▶ **Exercise**
Please repeat the records beneath this task exactly as they appear, but skip the images.

▶ **Provided records**
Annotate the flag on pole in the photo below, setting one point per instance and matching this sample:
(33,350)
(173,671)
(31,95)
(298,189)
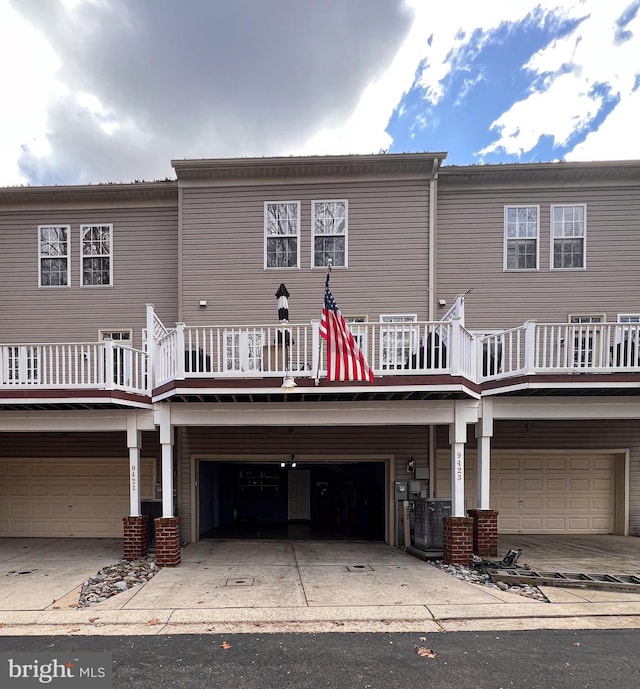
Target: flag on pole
(345,361)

▶ **Your response**
Annotate the flag on pole in the photo below, setting one point per instance and matching this sample:
(33,350)
(173,671)
(31,95)
(298,189)
Target: flag on pole
(345,361)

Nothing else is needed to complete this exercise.